REQUIRED WORK »
Select every line of the data that contains the word "person", matching case exactly.

+---+

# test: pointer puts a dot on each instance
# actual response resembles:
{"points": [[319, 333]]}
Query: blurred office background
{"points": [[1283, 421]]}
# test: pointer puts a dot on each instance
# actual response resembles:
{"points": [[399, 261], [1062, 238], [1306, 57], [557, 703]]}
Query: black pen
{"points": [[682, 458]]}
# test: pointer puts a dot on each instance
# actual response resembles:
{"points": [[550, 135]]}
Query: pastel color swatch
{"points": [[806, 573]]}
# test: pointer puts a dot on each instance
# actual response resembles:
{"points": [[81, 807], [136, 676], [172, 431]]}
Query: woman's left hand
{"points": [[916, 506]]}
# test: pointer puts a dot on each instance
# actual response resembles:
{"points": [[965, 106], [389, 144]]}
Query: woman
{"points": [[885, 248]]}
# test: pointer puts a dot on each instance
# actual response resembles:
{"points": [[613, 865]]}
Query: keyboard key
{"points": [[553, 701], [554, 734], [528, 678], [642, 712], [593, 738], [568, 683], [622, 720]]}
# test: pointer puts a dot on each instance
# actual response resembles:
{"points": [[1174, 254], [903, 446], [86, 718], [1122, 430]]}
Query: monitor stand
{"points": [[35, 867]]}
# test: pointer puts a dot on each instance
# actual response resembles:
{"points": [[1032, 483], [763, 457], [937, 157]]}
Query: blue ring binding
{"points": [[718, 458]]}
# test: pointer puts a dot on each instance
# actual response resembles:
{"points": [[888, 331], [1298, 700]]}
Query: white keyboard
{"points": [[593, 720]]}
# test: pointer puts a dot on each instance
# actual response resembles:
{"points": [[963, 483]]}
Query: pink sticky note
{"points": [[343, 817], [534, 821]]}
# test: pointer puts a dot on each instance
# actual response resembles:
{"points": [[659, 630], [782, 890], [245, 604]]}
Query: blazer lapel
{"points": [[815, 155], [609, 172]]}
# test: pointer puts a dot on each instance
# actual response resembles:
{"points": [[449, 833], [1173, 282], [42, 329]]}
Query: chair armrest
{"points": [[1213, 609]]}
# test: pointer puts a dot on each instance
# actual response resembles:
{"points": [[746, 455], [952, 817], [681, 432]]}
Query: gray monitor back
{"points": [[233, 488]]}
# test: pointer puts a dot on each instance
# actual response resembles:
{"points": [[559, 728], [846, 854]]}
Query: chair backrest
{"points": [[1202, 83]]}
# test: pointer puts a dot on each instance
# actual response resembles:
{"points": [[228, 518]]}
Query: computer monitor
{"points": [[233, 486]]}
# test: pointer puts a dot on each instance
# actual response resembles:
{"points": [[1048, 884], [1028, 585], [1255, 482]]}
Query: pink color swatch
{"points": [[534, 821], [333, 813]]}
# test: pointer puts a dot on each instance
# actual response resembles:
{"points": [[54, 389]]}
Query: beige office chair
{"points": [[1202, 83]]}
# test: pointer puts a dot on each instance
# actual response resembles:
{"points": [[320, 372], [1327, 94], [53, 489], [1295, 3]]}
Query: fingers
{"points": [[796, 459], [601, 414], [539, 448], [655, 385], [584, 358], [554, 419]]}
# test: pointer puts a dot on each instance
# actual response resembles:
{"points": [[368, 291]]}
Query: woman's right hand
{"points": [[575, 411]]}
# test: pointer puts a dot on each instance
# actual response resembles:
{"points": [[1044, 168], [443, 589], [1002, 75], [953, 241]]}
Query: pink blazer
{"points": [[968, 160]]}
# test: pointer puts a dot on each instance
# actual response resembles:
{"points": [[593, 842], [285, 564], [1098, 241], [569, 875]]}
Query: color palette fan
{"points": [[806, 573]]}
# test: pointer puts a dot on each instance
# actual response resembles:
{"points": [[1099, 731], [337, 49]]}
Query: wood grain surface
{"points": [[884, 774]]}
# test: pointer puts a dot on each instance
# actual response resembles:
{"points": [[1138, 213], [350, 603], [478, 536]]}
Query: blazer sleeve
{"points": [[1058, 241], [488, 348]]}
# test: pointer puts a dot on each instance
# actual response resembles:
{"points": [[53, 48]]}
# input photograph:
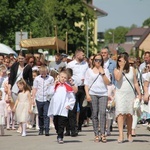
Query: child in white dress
{"points": [[2, 114], [23, 105], [62, 101]]}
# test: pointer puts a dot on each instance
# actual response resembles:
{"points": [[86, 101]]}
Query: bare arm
{"points": [[146, 94], [136, 85], [30, 101], [34, 90], [105, 79], [88, 97]]}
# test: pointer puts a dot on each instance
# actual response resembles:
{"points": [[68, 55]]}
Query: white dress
{"points": [[124, 96], [2, 112], [60, 100], [22, 110]]}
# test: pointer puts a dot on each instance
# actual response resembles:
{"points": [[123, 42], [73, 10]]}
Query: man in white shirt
{"points": [[146, 61], [108, 63], [79, 67], [40, 93]]}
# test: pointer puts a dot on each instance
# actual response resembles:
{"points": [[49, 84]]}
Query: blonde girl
{"points": [[23, 105]]}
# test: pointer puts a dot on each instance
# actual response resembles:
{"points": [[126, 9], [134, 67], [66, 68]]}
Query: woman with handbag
{"points": [[124, 97], [96, 80]]}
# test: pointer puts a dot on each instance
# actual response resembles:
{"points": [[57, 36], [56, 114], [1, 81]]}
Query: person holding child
{"points": [[23, 105]]}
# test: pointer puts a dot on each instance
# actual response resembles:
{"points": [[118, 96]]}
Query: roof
{"points": [[139, 42], [136, 32], [99, 12]]}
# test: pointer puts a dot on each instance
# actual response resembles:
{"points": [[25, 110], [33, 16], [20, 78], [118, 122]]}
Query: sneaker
{"points": [[23, 134], [60, 140]]}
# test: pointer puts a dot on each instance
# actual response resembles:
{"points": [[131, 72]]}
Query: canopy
{"points": [[4, 49], [45, 42]]}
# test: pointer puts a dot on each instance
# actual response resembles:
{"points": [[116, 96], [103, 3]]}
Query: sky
{"points": [[122, 13]]}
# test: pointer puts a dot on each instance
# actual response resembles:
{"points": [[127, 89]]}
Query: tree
{"points": [[16, 15], [147, 22], [40, 17], [117, 34]]}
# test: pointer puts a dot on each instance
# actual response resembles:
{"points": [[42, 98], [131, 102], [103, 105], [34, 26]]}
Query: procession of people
{"points": [[37, 93]]}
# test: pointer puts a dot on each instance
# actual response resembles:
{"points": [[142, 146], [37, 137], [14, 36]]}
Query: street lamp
{"points": [[113, 37], [87, 38]]}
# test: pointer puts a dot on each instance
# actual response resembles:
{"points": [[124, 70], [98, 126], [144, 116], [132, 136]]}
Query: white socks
{"points": [[23, 129]]}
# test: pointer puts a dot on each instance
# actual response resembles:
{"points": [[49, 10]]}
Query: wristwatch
{"points": [[103, 74]]}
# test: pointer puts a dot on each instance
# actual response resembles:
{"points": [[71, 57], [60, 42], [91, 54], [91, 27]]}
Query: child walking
{"points": [[23, 105], [62, 101], [40, 94], [2, 114]]}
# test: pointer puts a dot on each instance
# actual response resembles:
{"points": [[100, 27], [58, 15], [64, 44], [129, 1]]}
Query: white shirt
{"points": [[98, 87], [60, 100], [79, 70], [106, 64], [42, 85], [142, 66]]}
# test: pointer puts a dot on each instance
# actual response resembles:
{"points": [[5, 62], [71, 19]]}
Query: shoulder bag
{"points": [[85, 102], [136, 104]]}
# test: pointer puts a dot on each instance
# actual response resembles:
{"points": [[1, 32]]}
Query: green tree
{"points": [[116, 35]]}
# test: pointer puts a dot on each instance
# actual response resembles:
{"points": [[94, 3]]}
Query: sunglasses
{"points": [[98, 60]]}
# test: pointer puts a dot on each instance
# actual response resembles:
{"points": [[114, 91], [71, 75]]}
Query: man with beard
{"points": [[79, 67]]}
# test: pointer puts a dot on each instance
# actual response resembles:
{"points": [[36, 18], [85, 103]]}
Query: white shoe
{"points": [[23, 134]]}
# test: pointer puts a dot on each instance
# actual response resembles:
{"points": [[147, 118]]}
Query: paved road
{"points": [[13, 141]]}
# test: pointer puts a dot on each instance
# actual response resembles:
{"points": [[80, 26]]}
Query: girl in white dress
{"points": [[124, 95], [23, 105], [2, 114]]}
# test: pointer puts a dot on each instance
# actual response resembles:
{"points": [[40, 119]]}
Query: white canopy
{"points": [[4, 49]]}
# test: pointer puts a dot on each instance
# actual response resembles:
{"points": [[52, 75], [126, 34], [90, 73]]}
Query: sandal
{"points": [[96, 139], [103, 139]]}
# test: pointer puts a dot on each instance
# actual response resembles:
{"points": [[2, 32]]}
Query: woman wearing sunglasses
{"points": [[125, 95], [96, 80]]}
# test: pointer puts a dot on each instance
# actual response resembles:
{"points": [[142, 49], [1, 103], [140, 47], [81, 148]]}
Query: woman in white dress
{"points": [[125, 95]]}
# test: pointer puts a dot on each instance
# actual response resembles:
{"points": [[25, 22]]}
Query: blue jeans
{"points": [[44, 120]]}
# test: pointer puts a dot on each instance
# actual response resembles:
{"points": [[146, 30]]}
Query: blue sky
{"points": [[122, 13]]}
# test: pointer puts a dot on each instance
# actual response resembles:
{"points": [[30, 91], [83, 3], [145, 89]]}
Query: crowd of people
{"points": [[36, 93]]}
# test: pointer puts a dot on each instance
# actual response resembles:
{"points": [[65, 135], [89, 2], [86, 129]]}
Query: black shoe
{"points": [[46, 134], [111, 128], [74, 134], [67, 134]]}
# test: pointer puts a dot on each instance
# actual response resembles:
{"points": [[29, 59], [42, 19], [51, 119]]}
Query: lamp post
{"points": [[87, 38], [113, 38]]}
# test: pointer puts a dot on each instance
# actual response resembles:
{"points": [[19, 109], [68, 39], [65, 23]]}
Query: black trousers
{"points": [[80, 95], [42, 114], [60, 124]]}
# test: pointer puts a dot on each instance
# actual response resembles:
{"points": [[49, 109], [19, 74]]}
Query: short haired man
{"points": [[146, 61], [40, 94], [79, 67], [57, 63]]}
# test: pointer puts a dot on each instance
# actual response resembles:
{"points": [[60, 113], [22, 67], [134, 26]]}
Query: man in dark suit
{"points": [[108, 62]]}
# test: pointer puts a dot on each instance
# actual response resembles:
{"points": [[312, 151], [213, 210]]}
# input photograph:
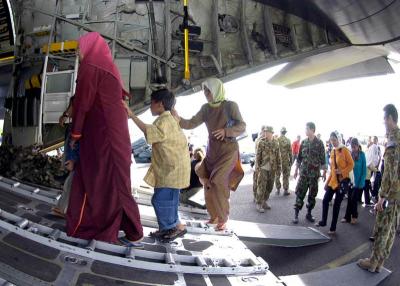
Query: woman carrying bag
{"points": [[360, 172], [338, 182]]}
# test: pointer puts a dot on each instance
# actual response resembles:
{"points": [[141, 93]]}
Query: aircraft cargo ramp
{"points": [[34, 250]]}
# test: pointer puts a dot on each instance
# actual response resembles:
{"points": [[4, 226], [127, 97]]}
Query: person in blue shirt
{"points": [[360, 172], [71, 157]]}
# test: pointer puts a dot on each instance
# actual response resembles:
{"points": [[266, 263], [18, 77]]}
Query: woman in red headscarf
{"points": [[101, 202]]}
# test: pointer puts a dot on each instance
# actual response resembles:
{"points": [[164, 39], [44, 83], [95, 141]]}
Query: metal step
{"points": [[277, 235], [349, 274], [267, 234], [202, 261], [29, 191]]}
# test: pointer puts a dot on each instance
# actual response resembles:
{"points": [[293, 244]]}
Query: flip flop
{"points": [[58, 212], [173, 234], [126, 242], [221, 226]]}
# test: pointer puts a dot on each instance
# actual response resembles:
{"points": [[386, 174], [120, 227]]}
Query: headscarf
{"points": [[96, 52], [339, 138], [355, 155], [217, 90]]}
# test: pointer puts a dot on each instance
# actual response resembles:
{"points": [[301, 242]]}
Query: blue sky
{"points": [[353, 107]]}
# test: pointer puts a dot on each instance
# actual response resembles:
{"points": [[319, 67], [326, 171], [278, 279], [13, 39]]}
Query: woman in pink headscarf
{"points": [[101, 202]]}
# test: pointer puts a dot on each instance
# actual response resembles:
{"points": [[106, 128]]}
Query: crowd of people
{"points": [[97, 200], [350, 172]]}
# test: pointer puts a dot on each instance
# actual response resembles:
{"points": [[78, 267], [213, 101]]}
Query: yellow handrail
{"points": [[186, 39]]}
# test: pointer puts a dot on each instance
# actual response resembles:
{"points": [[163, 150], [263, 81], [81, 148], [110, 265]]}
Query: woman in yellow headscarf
{"points": [[220, 171]]}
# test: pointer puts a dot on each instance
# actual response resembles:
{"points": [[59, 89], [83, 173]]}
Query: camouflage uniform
{"points": [[310, 161], [286, 160], [387, 221], [256, 171], [268, 162]]}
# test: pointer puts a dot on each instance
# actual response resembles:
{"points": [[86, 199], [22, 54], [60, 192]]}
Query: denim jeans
{"points": [[336, 206], [165, 202]]}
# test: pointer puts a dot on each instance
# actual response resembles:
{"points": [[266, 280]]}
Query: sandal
{"points": [[128, 243], [212, 221], [173, 234], [221, 226], [157, 233], [57, 212]]}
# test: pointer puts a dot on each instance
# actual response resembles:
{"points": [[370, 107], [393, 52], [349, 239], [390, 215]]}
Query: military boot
{"points": [[369, 265], [309, 216], [296, 216]]}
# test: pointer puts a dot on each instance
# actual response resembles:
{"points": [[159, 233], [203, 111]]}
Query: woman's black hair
{"points": [[165, 96]]}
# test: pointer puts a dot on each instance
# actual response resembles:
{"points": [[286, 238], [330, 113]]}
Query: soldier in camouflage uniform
{"points": [[310, 161], [285, 148], [268, 162], [388, 216], [255, 173]]}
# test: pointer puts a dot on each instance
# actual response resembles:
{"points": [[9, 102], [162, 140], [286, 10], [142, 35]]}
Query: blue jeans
{"points": [[165, 202]]}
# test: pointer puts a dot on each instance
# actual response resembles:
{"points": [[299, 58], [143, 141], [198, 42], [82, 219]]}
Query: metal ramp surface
{"points": [[277, 235], [35, 254], [346, 275], [267, 234]]}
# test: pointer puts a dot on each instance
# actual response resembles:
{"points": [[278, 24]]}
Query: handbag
{"points": [[345, 183], [230, 123]]}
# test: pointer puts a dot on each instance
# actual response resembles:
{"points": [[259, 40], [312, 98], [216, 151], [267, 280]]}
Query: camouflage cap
{"points": [[269, 129]]}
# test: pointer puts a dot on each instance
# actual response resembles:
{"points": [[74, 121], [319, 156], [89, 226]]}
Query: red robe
{"points": [[101, 202]]}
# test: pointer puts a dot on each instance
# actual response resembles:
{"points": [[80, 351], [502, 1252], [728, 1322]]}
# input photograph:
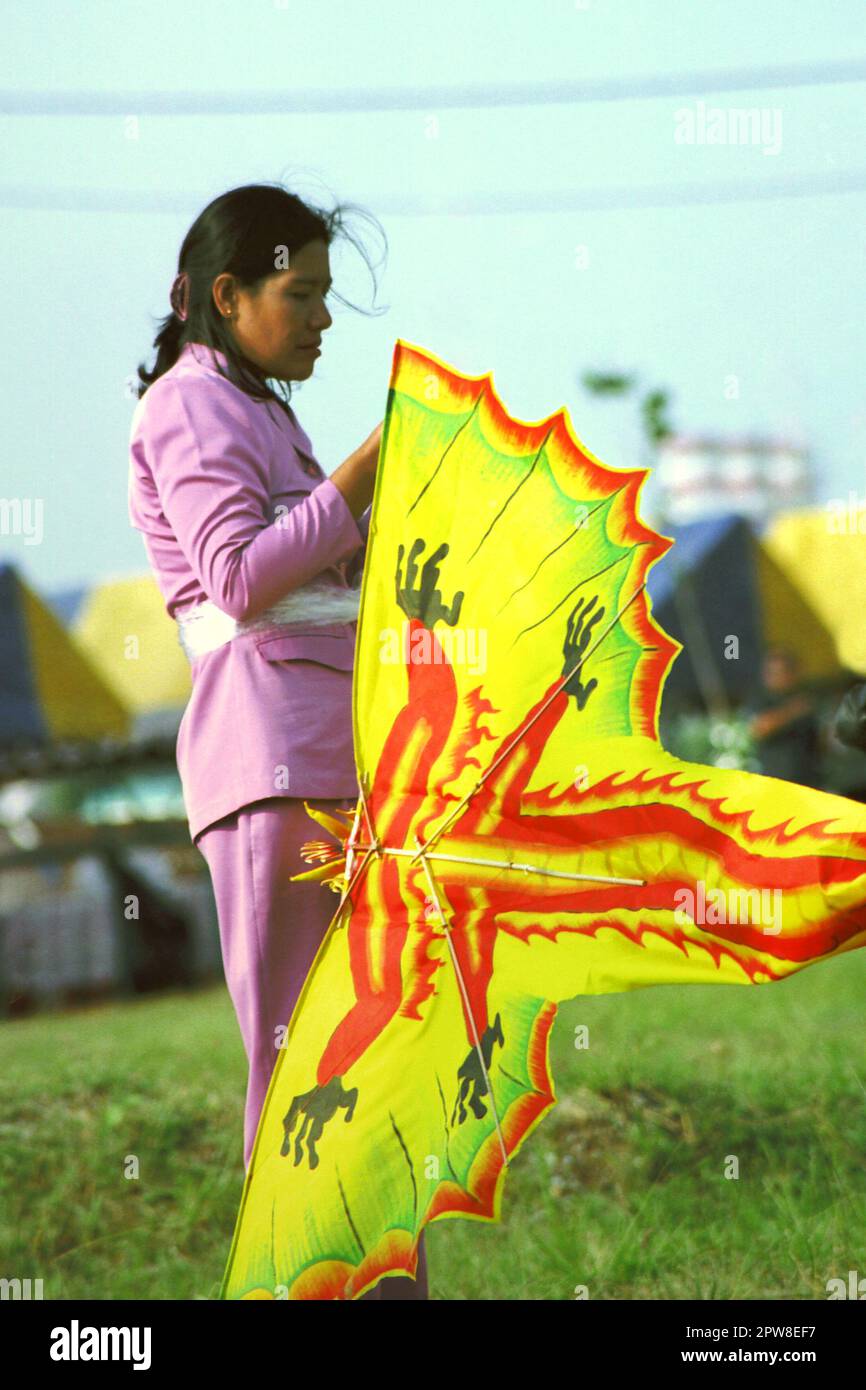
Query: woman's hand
{"points": [[356, 476]]}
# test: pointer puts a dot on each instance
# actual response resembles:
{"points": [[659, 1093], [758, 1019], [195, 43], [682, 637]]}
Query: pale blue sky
{"points": [[95, 206]]}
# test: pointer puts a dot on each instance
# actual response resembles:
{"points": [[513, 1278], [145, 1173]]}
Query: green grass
{"points": [[620, 1189]]}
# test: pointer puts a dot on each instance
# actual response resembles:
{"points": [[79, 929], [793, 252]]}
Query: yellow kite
{"points": [[521, 838]]}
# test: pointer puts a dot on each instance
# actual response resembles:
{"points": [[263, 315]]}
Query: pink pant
{"points": [[270, 930]]}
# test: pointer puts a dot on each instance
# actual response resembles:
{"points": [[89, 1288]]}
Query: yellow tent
{"points": [[823, 553], [47, 687], [132, 642]]}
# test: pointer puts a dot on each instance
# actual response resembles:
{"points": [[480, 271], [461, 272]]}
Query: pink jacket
{"points": [[210, 471]]}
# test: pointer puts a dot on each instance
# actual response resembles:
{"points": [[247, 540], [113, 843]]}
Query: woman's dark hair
{"points": [[241, 232]]}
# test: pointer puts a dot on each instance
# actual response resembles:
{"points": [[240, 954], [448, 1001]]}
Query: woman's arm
{"points": [[210, 473]]}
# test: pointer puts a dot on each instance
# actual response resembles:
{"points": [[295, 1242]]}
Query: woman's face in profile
{"points": [[280, 327]]}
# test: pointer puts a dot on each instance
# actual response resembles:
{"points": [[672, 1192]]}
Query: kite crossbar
{"points": [[515, 863], [466, 1001], [528, 724]]}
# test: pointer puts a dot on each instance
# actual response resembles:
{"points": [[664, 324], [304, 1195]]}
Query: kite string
{"points": [[466, 1000]]}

+---+

RESPONSE BELOW »
Query: person holding child
Query: person in blue shirt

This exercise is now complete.